(Task statement)
Copy exactly, and only, the lines from the one containing "In this exercise you will find the building" through the last line of the records below.
START Task material
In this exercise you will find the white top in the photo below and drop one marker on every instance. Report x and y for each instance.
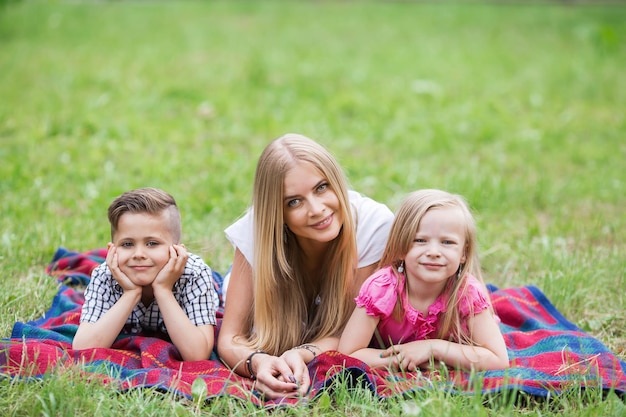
(372, 219)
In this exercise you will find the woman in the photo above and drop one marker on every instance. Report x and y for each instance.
(301, 254)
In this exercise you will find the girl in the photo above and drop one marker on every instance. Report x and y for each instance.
(301, 253)
(428, 301)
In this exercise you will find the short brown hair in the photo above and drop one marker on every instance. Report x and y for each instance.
(149, 201)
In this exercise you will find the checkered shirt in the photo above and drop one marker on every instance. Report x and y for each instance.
(194, 292)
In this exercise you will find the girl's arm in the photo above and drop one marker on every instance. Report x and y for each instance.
(356, 337)
(361, 275)
(490, 353)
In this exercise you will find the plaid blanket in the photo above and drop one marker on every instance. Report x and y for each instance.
(548, 354)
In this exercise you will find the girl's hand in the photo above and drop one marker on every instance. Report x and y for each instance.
(113, 264)
(173, 269)
(274, 377)
(410, 357)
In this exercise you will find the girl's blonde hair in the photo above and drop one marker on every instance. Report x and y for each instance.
(285, 312)
(401, 236)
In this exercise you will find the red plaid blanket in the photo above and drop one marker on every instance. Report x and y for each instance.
(548, 353)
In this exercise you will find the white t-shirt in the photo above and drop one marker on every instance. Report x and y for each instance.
(372, 219)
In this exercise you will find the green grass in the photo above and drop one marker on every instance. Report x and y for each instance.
(520, 107)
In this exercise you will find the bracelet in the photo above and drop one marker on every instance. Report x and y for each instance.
(249, 362)
(308, 347)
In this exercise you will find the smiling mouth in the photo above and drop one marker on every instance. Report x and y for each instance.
(323, 223)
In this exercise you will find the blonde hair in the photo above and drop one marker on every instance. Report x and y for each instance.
(285, 313)
(149, 201)
(401, 236)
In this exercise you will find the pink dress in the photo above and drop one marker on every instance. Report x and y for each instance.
(378, 296)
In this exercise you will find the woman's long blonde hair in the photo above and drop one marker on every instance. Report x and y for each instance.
(285, 312)
(401, 236)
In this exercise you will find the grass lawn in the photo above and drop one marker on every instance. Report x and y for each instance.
(520, 107)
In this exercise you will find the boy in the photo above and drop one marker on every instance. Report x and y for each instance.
(149, 281)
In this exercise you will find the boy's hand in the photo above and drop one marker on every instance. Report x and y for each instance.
(120, 277)
(173, 269)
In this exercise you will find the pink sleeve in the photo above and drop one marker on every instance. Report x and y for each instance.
(476, 296)
(378, 294)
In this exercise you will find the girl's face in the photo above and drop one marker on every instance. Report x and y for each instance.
(143, 244)
(312, 209)
(438, 248)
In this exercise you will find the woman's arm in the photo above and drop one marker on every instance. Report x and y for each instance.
(274, 377)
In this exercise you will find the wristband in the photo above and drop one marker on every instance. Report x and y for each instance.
(308, 347)
(249, 362)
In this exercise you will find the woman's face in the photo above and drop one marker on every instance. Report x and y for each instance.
(312, 209)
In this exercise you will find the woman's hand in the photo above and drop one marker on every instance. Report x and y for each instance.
(296, 363)
(274, 376)
(411, 356)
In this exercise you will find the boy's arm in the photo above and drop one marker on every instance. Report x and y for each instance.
(193, 342)
(103, 332)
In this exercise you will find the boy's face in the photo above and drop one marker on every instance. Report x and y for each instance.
(143, 242)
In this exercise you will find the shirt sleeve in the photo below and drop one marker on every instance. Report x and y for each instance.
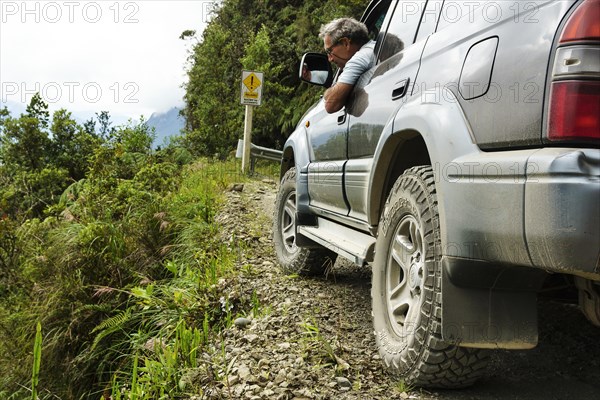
(361, 61)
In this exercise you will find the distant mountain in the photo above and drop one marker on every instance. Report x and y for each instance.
(166, 125)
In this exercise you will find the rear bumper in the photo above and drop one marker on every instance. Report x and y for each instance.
(562, 210)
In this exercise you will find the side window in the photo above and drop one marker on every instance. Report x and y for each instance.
(374, 21)
(430, 19)
(403, 28)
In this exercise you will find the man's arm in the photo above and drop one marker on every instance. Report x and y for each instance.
(336, 96)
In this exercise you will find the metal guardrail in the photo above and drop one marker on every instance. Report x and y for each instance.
(258, 152)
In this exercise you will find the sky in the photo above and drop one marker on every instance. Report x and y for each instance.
(124, 57)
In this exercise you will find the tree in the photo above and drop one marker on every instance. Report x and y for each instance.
(24, 141)
(267, 35)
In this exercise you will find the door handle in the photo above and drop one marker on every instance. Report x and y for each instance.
(400, 89)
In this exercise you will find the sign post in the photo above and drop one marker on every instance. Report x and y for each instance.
(251, 97)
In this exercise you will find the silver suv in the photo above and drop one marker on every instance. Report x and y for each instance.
(465, 170)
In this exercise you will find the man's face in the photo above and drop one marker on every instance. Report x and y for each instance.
(340, 52)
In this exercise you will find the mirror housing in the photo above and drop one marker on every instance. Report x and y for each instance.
(316, 69)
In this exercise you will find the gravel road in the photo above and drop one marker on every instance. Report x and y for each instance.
(311, 338)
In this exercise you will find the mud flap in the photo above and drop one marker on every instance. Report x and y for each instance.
(489, 306)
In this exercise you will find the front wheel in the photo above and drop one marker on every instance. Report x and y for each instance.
(406, 290)
(294, 259)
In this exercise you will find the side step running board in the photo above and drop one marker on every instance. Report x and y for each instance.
(356, 246)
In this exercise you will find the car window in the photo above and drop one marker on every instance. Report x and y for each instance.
(374, 21)
(402, 29)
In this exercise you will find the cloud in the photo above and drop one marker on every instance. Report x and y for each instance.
(121, 56)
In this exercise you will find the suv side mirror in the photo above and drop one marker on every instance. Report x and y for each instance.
(316, 69)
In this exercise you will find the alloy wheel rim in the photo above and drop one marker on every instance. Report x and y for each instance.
(288, 223)
(404, 276)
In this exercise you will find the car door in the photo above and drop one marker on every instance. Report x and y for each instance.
(328, 141)
(382, 91)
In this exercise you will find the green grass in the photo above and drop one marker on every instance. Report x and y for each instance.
(127, 281)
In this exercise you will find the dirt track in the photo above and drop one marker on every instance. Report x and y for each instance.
(565, 364)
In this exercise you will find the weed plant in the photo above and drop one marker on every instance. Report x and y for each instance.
(125, 275)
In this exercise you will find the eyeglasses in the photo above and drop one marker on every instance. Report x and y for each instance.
(329, 50)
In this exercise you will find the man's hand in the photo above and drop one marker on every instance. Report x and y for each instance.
(336, 96)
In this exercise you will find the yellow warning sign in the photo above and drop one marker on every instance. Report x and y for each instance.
(252, 82)
(251, 87)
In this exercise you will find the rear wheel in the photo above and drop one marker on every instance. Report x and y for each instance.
(294, 259)
(406, 290)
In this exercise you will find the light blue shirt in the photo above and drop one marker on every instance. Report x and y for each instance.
(360, 62)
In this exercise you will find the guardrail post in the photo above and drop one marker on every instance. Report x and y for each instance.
(247, 139)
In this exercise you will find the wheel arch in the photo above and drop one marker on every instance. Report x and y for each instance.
(402, 150)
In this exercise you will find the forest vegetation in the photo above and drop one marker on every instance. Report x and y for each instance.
(109, 253)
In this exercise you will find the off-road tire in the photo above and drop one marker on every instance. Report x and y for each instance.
(294, 259)
(406, 291)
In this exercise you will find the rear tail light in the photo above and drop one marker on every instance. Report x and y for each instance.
(574, 110)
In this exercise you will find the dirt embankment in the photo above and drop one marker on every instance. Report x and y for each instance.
(312, 337)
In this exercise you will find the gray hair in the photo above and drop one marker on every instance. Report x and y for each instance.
(345, 27)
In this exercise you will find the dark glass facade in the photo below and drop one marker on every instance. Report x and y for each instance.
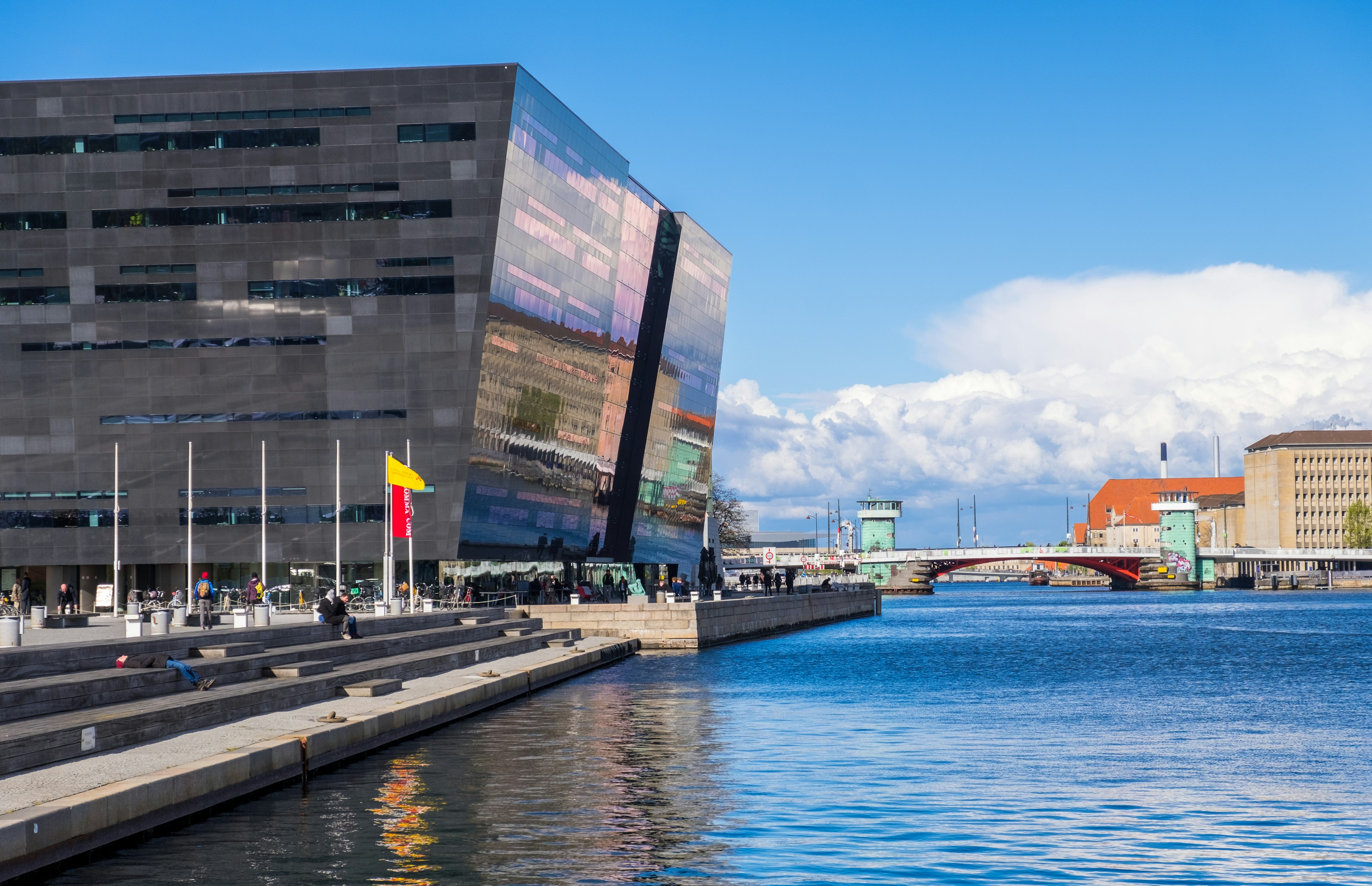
(516, 374)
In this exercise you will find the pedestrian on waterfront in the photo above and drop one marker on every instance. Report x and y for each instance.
(165, 662)
(205, 600)
(334, 611)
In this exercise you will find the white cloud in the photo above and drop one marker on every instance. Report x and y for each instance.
(1064, 383)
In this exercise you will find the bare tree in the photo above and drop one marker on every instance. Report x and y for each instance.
(729, 515)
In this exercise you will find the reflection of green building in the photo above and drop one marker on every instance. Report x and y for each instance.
(877, 523)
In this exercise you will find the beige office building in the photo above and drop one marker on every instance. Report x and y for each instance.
(1298, 486)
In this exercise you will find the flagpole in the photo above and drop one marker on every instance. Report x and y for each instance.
(409, 519)
(264, 533)
(338, 518)
(190, 520)
(117, 607)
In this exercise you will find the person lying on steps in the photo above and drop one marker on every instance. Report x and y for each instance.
(165, 662)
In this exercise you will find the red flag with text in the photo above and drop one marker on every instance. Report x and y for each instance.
(403, 512)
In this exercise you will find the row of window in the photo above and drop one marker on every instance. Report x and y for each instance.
(208, 116)
(260, 191)
(334, 415)
(127, 293)
(302, 138)
(36, 295)
(359, 287)
(157, 269)
(282, 213)
(116, 345)
(91, 494)
(436, 132)
(61, 519)
(252, 492)
(290, 515)
(433, 261)
(34, 222)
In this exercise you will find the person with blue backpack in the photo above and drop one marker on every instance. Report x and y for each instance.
(204, 596)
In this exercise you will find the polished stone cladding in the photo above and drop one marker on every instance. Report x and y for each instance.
(412, 353)
(541, 240)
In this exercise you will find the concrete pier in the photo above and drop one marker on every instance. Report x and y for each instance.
(709, 623)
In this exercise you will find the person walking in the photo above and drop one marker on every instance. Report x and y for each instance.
(165, 662)
(334, 611)
(205, 600)
(66, 601)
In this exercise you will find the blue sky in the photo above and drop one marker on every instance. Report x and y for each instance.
(875, 166)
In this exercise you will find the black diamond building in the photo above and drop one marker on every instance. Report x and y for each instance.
(445, 260)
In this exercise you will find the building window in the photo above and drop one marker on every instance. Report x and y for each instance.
(349, 287)
(217, 417)
(436, 132)
(34, 222)
(280, 213)
(155, 345)
(36, 295)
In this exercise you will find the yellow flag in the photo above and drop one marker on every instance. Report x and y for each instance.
(400, 475)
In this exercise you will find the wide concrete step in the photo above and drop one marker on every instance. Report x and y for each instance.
(42, 741)
(93, 689)
(23, 663)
END Task material
(Exercise response)
In this exercise you will find the building window in the photo above and drop one marker on every instance. Report x and y for each instance.
(349, 287)
(217, 417)
(436, 132)
(34, 222)
(280, 213)
(155, 345)
(36, 295)
In this exercise you will find the yellow flag in the photo above and drop one marker on every instance. Report x and y for each instance.
(400, 475)
In this exercise you will find the wide concrete step in the photo above and drop one marker on every instance. Report x and y for each instance.
(42, 741)
(93, 689)
(23, 663)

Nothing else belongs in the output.